Pour intégrer, malgré tout, l’ordre hétérosexuel, Édouard essaie de se viriliser. L’idée d’être une fille est vite évoquée et aussi vite abandonnée. Édouard veut prouver qu’il n’est pas efféminé et qu’il peut lui aussi être ou se faire passer pour un homme « dur » : « J’espérais changer » (Louis, 2015, p. 77). La transformation de garçon « manqué » en macho passe par une nouvelle « performance » de genre. Il joue la virilité et, à cette fin, il traite ouvertement d’autres garçons de « pédés » afin de « mettre à distance les soupçons » (Louis, 2015, p. 182). Ensuite, il imite les comportements masculins tels qu’il les observe dans son environnement et essaie de se les assimiler :

Je devais ne plus me comporter comme je le faisais et l’avais toujours fait jusque-là. Surveiller mes gestes quand je parlais, apprendre à rendre ma voix plus grave, me consacrer à des activités exclusivement masculines. Jouer au football plus souvent, ne plus regarder les mêmes programmes à la télévision, ne plus écouter les mêmes disques. Tous les matins en me préparant dans la salle de bains je me répétais cette phrase sans discontinuer tant de fois qu’elle finissait par perdre son sens, n’être plus qu’une succession de syllabes, de sons. Je m’arrêtais et je reprenais Aujourd’hui je serai un dur. (Louis, 2015, p. 154)

_Consigne_
Pourriez-vous retranscrire intégralement et sans la moindre modification le texte source sur les efforts d'Édouard pour se viriliser ?

_Lignes de données_
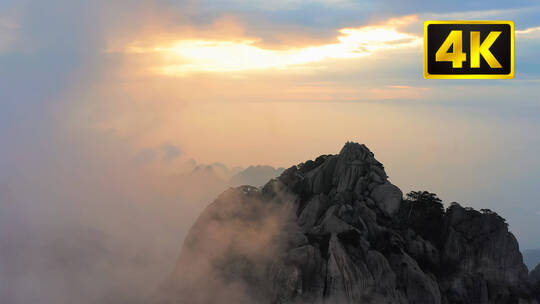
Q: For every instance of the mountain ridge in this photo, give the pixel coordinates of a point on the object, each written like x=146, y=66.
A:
x=336, y=230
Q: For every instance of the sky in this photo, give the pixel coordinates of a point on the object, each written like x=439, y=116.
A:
x=103, y=102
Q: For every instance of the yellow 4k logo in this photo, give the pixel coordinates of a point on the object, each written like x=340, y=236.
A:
x=455, y=39
x=469, y=49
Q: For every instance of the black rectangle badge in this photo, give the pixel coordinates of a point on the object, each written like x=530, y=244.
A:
x=469, y=49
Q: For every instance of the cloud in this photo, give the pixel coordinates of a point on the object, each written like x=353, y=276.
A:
x=184, y=57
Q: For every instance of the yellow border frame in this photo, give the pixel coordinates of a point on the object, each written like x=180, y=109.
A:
x=469, y=76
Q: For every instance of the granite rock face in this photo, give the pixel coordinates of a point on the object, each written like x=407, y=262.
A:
x=335, y=230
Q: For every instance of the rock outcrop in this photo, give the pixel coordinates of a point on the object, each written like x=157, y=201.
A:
x=335, y=230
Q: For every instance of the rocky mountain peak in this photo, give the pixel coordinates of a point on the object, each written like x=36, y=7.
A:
x=335, y=230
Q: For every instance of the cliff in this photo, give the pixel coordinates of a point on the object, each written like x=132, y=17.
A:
x=335, y=230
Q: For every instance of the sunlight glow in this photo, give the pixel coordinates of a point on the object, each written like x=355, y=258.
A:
x=188, y=56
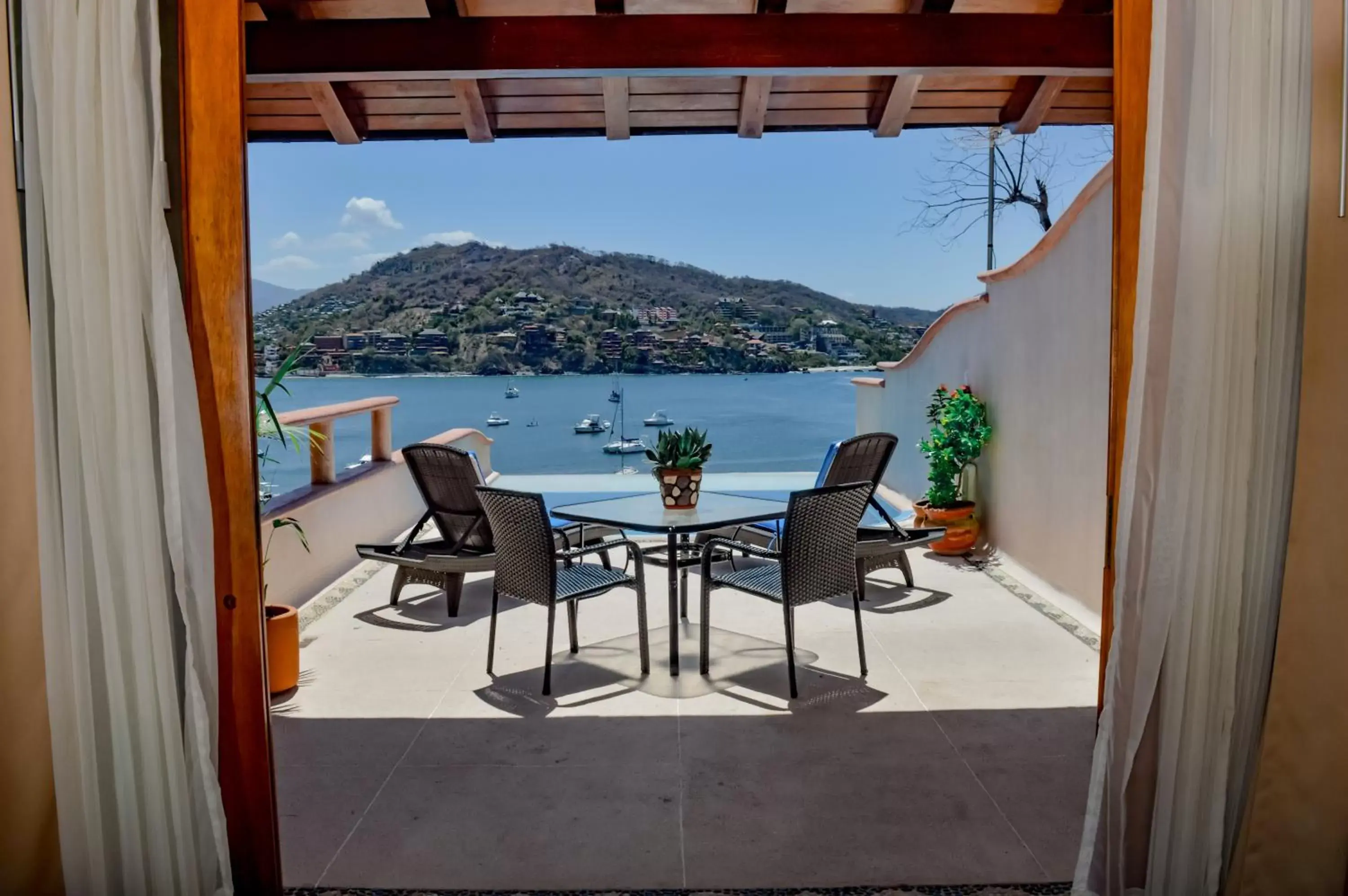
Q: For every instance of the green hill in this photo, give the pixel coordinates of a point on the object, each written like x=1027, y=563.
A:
x=482, y=309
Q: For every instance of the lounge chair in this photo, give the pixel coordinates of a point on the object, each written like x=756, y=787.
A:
x=528, y=569
x=881, y=542
x=816, y=562
x=447, y=479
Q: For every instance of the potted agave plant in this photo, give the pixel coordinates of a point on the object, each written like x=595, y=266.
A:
x=678, y=458
x=959, y=432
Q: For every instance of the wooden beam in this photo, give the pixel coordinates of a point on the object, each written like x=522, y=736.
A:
x=340, y=111
x=616, y=126
x=754, y=98
x=472, y=110
x=215, y=271
x=750, y=45
x=1030, y=103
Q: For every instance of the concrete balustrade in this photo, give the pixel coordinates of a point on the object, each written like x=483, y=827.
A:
x=1036, y=347
x=323, y=462
x=374, y=503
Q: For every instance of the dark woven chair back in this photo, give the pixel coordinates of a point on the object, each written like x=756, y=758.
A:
x=862, y=458
x=819, y=547
x=447, y=479
x=525, y=565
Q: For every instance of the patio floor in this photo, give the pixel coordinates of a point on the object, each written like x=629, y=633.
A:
x=962, y=759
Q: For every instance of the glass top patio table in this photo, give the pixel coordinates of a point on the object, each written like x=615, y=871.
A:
x=646, y=514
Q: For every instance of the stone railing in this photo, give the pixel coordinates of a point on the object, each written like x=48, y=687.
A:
x=374, y=503
x=323, y=466
x=1036, y=347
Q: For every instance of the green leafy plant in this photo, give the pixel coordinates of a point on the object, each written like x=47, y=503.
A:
x=687, y=450
x=271, y=432
x=959, y=432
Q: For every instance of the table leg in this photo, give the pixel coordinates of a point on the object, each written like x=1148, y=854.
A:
x=683, y=578
x=672, y=555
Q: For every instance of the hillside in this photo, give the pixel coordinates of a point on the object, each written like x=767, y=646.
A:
x=475, y=308
x=269, y=296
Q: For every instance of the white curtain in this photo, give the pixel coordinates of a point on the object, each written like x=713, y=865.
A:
x=126, y=538
x=1210, y=444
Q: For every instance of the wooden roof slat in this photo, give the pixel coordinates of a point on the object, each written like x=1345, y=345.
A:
x=823, y=100
x=616, y=126
x=685, y=103
x=472, y=110
x=711, y=84
x=754, y=106
x=759, y=46
x=689, y=119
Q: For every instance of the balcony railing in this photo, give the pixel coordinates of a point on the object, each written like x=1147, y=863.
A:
x=323, y=461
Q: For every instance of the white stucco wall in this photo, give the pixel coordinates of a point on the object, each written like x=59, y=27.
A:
x=370, y=506
x=1037, y=351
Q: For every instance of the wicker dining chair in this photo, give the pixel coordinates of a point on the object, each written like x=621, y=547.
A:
x=532, y=569
x=816, y=562
x=447, y=477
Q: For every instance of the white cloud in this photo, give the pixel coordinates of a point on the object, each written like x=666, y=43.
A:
x=289, y=240
x=456, y=238
x=371, y=258
x=371, y=212
x=288, y=263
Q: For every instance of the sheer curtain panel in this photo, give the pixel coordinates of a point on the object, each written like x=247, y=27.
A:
x=124, y=515
x=1208, y=450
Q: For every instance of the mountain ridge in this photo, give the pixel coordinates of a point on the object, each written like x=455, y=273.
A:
x=471, y=294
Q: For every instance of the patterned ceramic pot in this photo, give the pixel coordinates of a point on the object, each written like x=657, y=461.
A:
x=680, y=488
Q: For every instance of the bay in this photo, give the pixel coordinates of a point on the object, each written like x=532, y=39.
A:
x=762, y=422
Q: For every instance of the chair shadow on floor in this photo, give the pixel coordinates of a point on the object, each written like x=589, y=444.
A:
x=746, y=669
x=421, y=608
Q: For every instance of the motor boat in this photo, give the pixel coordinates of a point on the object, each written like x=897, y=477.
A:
x=625, y=447
x=660, y=418
x=592, y=424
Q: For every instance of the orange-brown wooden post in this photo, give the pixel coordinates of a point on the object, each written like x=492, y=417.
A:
x=1131, y=62
x=382, y=435
x=215, y=265
x=323, y=458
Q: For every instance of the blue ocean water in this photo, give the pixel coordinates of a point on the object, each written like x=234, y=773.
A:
x=763, y=422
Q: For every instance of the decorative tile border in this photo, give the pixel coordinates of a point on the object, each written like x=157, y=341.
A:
x=336, y=593
x=1055, y=613
x=948, y=890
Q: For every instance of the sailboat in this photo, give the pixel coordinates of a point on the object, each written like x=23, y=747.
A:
x=623, y=445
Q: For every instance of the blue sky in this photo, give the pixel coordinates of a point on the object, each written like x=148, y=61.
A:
x=828, y=211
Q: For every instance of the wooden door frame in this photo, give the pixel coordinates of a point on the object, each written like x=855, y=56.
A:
x=1131, y=68
x=219, y=306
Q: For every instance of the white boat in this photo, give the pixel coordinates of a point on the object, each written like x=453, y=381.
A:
x=592, y=424
x=660, y=418
x=625, y=447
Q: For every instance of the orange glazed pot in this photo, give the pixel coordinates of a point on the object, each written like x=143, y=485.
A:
x=680, y=488
x=282, y=647
x=962, y=528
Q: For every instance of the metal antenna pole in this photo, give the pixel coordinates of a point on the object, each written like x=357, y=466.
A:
x=994, y=133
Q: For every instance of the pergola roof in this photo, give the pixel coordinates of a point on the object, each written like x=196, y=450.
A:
x=351, y=71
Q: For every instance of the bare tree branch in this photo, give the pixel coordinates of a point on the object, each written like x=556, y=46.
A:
x=955, y=199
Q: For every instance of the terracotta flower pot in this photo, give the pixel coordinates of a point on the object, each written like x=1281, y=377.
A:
x=282, y=647
x=962, y=528
x=920, y=508
x=680, y=488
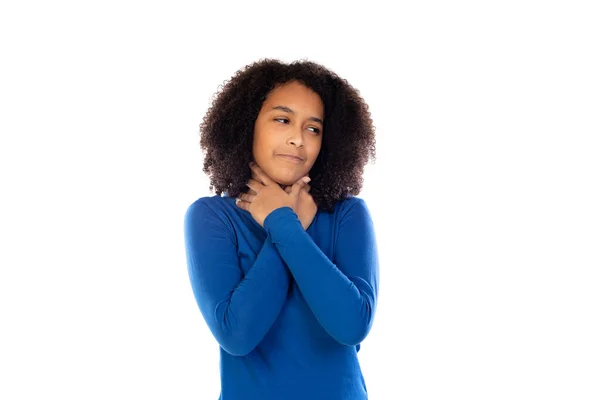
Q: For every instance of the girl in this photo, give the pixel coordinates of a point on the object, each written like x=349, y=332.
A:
x=285, y=272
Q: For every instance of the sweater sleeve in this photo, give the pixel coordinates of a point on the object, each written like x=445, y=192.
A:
x=239, y=310
x=342, y=293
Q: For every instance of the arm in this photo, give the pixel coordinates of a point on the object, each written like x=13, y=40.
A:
x=238, y=310
x=342, y=296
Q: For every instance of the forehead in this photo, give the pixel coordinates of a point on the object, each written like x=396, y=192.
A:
x=295, y=96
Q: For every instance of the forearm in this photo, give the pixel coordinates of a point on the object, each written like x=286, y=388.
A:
x=343, y=304
x=238, y=309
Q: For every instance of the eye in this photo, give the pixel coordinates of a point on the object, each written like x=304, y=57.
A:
x=285, y=121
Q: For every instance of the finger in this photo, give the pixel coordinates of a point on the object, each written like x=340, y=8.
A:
x=255, y=177
x=247, y=197
x=244, y=205
x=254, y=185
x=262, y=177
x=300, y=183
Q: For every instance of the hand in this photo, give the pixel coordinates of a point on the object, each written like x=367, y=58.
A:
x=267, y=195
x=306, y=208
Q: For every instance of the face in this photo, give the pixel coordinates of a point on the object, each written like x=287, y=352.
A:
x=290, y=123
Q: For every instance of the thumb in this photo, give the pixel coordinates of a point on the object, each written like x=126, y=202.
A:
x=299, y=185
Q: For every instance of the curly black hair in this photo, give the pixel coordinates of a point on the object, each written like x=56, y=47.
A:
x=227, y=129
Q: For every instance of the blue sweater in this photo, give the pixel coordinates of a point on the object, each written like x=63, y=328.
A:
x=288, y=307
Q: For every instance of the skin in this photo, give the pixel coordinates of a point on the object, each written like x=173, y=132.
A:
x=289, y=122
x=278, y=131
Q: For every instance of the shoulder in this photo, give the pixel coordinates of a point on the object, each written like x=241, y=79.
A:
x=208, y=207
x=349, y=204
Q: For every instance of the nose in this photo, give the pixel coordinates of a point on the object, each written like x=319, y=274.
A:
x=296, y=137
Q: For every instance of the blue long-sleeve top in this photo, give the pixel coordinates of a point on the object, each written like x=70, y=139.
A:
x=288, y=307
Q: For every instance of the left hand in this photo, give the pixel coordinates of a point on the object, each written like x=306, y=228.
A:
x=306, y=208
x=267, y=195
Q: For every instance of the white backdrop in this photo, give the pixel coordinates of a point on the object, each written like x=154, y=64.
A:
x=485, y=193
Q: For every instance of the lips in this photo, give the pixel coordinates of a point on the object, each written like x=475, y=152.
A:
x=291, y=157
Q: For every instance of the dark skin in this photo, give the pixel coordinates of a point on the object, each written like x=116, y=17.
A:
x=289, y=122
x=265, y=195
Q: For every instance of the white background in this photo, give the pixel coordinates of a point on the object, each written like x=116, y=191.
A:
x=485, y=193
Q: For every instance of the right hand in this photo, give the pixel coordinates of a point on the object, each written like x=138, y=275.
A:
x=306, y=208
x=267, y=195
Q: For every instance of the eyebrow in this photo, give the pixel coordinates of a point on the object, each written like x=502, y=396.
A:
x=287, y=109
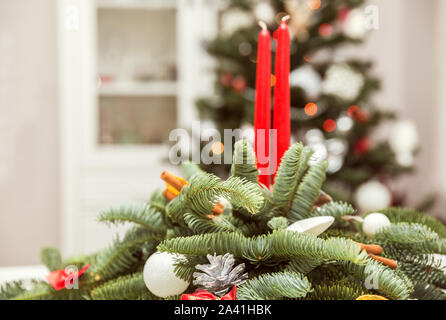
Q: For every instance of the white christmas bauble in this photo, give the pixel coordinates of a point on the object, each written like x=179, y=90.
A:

_Réponse_
Pour intégrer, malgré tout, l’ordre hétérosexuel, Édouard essaie de se viriliser. L’idée d’être une fille est vite évoquée et aussi vite abandonnée. Édouard veut prouver qu’il n’est pas efféminé et qu’il peut lui aussi être ou se faire passer pour un homme « dur » : « J’espérais changer » (Louis, 2015, p. 77). La transformation de garçon « manqué » en macho passe par une nouvelle « performance » de genre. Il joue la virilité et, à cette fin, il traite ouvertement d’autres garçons de « pédés » afin de « mettre à distance les soupçons » (Louis, 2015, p. 182). Ensuite, il imite les comportements masculins tels qu’il les observe dans son environnement et essaie de se les assimiler :

Je devais ne plus me comporter comme je le faisais et l’avais toujours fait jusque-là. Surveiller mes gestes quand je parlais, apprendre à rendre ma voix plus grave, me consacrer à des activités exclusivement masculines. Jouer au football plus souvent, ne plus regarder les mêmes programmes à la télévision, ne plus écouter les mêmes disques. Tous les matins en me préparant dans la salle de bains je me répétais cette phrase sans discontinuer tant de fois qu’elle finissait par perdre son sens, n’être plus qu’une succession de syllabes, de sons. Je m’arrêtais et je reprenais Aujourd’hui je serai un dur. (Louis, 2015, p. 154)